Parks Department Planning to Improve Restroom Access This Summer
Department unable to open all public restroom facilities in recent years, prompting resident complaints to county supervisors.
Milwaukee County Parks is planning to open as many public bathrooms as it can in 2023, a welcome change for those who have encountered a locked door in recent years.
Since 2020, public bathrooms at county parks have been closed because of public health measures during the COVID-19 pandemic and also because the department simply didn’t have enough staff to open, close and maintain them.
Out of 156 parks in the system, 77 have permanent restroom facilities. Most are opened seasonally, with the plumbing turned on in the spring and off in the fall. There are 14 parks with year-round facilities and nine parks with facilities operated by other public and private entities, like The Dock at Bradford Beach and the City of Greenfield in Kulwicki Park.
Restroom facilities are a necessity in public parks, lest people find other places to relieve themselves. At the April meeting of the county board’s Committee on Parks and Culture, Supervisor Steven Shea made this observation, saying, “If we’re gonna have things like beer gardens, we have to have open restrooms. You can’t expect in the third decade of the 21st-century people to go into the woods.”
The parks department was before the committee that day with a report on restroom openings for the system in 2023, created at the request of the board. Shea said he received a number of complaints in 2022 about closed facilities.
Peter Bratt, director of operations and skilled trades, told the committee that the department was working to improve restroom availability this year, adding that the department will also continue to use portable toilets to supplement restroom availability.

* _Information given_

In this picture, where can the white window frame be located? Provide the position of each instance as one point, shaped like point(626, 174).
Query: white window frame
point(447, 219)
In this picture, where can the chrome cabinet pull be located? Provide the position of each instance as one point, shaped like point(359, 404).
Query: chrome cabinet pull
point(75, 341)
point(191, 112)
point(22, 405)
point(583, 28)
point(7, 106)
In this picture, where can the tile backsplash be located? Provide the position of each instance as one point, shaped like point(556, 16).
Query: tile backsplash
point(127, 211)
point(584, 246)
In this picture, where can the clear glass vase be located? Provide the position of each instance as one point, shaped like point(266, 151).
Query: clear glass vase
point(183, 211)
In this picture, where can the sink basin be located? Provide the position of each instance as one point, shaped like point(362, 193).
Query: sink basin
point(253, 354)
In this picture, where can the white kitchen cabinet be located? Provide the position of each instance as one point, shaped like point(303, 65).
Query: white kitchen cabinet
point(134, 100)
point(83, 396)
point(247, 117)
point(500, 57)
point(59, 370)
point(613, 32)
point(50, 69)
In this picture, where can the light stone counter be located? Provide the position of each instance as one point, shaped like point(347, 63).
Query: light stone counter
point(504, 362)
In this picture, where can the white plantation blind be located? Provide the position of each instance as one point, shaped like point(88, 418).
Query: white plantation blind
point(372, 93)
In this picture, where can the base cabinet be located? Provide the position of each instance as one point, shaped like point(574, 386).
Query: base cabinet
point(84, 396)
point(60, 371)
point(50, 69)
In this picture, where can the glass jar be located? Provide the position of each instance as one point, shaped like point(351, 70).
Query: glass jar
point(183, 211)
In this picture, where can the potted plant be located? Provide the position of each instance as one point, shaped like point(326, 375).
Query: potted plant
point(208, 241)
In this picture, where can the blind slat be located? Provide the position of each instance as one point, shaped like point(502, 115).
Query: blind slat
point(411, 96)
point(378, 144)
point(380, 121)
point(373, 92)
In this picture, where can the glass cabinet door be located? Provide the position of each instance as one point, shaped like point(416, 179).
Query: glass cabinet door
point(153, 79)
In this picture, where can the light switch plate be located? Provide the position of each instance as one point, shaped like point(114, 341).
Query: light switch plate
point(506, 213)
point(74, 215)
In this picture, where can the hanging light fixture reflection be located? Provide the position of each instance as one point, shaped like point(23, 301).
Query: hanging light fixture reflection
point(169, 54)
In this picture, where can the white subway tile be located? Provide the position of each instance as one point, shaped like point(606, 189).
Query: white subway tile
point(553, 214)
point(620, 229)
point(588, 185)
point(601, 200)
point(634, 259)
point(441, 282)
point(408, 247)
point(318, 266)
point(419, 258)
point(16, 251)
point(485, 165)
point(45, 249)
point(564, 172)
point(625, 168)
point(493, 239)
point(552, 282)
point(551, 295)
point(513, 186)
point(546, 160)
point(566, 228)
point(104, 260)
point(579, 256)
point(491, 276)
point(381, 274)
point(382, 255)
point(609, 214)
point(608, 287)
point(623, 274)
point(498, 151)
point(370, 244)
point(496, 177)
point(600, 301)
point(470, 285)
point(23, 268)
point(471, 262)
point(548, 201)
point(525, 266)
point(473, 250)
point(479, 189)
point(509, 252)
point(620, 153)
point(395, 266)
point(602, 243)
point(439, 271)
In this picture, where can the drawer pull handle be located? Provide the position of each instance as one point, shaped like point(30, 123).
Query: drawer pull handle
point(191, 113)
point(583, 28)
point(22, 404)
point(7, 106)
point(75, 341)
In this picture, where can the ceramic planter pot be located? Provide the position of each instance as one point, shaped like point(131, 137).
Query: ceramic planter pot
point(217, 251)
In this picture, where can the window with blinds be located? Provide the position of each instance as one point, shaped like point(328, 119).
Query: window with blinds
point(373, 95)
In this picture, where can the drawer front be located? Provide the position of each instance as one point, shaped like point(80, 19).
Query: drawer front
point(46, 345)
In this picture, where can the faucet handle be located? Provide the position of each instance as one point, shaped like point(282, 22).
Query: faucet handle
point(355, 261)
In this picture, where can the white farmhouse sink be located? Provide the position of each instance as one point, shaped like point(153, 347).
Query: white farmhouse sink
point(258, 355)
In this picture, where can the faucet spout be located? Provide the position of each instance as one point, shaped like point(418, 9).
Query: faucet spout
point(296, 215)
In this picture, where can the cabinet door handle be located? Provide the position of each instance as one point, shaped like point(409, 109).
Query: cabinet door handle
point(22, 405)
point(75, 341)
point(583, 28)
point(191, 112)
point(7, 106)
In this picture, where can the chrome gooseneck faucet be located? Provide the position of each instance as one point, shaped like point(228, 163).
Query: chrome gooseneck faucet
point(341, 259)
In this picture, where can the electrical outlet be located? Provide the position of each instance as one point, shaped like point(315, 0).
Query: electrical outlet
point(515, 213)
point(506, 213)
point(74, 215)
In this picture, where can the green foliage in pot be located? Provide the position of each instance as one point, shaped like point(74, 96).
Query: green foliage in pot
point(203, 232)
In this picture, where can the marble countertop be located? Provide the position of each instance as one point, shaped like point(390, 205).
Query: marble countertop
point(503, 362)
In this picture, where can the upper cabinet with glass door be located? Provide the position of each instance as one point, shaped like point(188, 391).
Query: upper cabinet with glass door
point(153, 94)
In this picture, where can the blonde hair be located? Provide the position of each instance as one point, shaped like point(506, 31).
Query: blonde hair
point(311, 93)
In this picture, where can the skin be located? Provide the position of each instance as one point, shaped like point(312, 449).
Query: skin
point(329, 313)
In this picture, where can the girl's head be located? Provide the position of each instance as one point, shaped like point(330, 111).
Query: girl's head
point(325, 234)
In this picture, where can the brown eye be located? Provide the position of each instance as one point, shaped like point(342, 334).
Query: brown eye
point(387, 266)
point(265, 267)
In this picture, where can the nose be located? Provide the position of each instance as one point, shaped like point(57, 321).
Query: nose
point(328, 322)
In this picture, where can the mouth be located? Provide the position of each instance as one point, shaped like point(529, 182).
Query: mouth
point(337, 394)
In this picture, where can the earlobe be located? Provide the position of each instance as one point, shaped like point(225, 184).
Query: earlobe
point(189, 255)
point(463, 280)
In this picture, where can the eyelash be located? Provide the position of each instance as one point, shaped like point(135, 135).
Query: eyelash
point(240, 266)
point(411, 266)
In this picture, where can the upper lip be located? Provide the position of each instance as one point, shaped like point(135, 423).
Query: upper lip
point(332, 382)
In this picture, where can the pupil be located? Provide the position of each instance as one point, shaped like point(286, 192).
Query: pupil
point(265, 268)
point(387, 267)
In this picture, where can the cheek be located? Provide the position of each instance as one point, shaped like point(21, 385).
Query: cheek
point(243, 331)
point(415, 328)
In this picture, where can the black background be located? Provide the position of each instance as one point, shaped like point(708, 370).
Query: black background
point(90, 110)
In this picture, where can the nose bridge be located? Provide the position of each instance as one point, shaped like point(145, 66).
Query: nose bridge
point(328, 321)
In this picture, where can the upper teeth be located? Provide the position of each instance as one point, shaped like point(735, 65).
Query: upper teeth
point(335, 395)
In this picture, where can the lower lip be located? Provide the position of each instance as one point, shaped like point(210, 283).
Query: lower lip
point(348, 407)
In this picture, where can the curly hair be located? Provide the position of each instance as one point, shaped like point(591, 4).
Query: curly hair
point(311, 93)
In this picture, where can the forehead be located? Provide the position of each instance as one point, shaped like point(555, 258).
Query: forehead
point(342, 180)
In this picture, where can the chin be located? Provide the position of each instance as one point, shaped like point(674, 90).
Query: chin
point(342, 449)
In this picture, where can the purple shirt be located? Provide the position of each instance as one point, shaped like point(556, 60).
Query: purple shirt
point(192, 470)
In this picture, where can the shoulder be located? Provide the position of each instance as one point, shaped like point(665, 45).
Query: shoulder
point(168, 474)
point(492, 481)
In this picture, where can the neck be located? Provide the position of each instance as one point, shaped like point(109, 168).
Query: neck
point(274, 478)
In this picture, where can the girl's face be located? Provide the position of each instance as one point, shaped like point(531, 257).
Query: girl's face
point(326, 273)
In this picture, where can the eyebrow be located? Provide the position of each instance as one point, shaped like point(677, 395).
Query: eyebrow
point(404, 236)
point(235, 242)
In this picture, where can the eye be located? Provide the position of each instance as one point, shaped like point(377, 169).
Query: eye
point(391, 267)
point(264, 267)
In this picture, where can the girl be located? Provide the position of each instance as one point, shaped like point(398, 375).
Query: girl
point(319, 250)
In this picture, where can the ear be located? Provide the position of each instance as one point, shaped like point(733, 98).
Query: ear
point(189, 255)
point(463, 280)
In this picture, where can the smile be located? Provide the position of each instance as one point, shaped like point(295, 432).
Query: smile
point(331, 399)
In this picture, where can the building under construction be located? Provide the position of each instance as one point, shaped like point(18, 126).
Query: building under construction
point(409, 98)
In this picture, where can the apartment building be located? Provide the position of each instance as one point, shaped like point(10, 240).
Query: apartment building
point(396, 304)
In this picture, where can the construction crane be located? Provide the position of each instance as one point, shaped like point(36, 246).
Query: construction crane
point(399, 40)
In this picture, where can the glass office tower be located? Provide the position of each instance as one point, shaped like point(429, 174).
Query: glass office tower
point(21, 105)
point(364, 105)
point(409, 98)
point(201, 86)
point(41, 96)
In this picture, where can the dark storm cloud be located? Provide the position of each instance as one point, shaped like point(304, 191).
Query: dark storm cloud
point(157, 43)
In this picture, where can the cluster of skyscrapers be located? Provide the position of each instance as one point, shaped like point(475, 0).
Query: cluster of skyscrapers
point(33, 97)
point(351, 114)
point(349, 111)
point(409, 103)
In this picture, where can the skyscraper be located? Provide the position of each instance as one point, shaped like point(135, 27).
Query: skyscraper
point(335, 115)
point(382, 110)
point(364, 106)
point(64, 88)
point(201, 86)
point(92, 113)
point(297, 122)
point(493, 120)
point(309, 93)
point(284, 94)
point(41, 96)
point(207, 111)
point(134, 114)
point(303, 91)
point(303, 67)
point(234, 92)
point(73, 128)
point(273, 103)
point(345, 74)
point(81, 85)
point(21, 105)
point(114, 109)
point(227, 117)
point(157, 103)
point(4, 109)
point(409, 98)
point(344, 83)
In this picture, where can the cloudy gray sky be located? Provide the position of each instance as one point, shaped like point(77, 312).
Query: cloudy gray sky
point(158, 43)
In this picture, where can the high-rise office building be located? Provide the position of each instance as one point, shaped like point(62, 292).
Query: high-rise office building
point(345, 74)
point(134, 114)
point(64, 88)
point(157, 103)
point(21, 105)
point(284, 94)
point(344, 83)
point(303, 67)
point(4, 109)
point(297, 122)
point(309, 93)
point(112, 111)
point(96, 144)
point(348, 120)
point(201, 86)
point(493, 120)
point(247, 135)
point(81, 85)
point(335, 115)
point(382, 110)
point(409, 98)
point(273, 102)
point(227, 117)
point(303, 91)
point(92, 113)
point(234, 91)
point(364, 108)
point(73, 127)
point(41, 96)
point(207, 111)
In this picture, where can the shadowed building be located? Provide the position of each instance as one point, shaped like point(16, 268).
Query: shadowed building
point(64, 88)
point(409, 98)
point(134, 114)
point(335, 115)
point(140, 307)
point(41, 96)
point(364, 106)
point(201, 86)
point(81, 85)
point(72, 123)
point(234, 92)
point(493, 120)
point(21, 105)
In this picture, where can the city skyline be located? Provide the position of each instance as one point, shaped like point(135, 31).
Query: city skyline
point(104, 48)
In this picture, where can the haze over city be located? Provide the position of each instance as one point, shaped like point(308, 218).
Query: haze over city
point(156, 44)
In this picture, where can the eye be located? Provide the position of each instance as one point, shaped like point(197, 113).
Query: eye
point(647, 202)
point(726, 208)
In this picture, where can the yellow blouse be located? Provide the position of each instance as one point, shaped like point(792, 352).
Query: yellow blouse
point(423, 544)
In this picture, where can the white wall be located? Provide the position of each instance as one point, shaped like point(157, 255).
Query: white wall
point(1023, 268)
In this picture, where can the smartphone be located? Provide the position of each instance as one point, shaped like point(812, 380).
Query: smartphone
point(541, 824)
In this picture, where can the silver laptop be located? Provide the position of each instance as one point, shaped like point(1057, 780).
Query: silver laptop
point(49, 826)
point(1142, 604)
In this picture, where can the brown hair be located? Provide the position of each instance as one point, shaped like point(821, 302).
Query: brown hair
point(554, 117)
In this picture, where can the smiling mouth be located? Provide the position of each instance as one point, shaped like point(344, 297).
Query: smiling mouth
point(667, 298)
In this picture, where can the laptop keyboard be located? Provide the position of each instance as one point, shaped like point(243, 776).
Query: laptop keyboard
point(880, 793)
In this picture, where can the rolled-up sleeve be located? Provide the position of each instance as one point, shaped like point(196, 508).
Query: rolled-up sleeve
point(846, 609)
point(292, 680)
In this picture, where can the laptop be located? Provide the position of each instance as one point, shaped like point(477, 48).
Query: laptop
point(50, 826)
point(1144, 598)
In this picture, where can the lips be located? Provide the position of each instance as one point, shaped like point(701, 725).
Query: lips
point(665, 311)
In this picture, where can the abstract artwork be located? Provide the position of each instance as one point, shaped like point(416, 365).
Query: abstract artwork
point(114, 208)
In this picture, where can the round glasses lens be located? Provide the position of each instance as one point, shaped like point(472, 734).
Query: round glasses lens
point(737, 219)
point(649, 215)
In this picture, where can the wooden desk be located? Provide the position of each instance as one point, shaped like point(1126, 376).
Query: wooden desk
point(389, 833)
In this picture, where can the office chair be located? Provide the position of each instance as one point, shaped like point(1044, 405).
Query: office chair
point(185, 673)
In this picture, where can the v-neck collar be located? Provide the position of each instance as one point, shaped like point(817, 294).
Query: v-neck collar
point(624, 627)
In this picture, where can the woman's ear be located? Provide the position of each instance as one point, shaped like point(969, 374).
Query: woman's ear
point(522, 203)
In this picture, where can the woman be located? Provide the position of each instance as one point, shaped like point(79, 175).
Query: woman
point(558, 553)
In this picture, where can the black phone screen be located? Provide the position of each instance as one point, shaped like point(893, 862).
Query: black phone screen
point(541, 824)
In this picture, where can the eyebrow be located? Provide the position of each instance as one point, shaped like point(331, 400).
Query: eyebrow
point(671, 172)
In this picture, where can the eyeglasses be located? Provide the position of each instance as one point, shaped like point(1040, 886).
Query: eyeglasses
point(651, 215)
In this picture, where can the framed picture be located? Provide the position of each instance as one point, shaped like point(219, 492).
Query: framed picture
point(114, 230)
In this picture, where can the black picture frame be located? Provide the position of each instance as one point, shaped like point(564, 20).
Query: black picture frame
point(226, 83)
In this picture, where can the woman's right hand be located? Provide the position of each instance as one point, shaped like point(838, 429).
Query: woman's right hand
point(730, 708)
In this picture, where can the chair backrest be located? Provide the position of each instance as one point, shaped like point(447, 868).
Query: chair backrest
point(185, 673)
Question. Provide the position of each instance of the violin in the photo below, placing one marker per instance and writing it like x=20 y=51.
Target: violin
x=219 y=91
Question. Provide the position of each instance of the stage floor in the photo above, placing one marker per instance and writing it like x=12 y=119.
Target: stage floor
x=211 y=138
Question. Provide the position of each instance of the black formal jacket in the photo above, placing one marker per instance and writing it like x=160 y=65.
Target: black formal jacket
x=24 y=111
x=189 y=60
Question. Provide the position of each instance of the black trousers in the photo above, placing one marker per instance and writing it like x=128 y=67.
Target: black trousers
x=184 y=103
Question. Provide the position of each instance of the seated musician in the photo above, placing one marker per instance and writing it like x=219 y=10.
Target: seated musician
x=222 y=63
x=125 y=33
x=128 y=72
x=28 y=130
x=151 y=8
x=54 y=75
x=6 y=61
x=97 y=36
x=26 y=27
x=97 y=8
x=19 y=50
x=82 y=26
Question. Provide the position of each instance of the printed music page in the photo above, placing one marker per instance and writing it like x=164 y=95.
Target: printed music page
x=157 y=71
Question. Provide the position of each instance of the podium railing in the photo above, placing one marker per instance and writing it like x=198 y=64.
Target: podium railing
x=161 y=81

* _Exercises to complete_
A – In the article on Milwaukee County park restrooms, how many of the 156 parks in the system have permanent restroom facilities?
B – From the article on Milwaukee County park restrooms, extract the passage starting at "Parks Department Planning" and ending at "in recent years.".
C – Extend the article on Milwaukee County park restrooms, picking up after its final sentence.

* _Answers for the tasks_
A – 77 parks have permanent restroom facilities.

B –
Parks Department Planning to Improve Restroom Access This Summer
Department unable to open all public restroom facilities in recent years, prompting resident complaints to county supervisors.
Milwaukee County Parks is planning to open as many public bathrooms as it can in 2023, a welcome change for those who have encountered a locked door in recent years.

C –
Parks reported that on top of staffing and the pandemic, vandalism has been a problem. Bratt showed the committee of a ceramic urinal smashed to pieces. Parks is planning a tiered system whereby the amount of time a bathroom is closed increases each time there is an incident of vandalism: One week for the first incident, two weeks for the second, one month for a third, and the rest of the season for a fourth.
“I hate to say it, but this happens far too often in our system,” said Bratt said.
Restrooms have not been the only casualty of the seasonal worker shortage. In 2021, Parks canceled the annual July 3 fireworks show citing a shortage of workers for the event. The county has also not had a fully staffed aquatics system for years, with pools going unopened and beaches unguarded, though the department expects to have more guards on staff for the 2023 season.
James Tarantino, deputy director of parks previously called the struggles with lifeguard staffing “a bellwether for what’s happening to all of our seasonal workforce.”
The problem of staffing and therefore restroom access is, in part, downstream from the decades of budget cuts the department has absorbed. Where once the parks system had more than 1,000 employees maintaining and managing the system, it now has less than 400.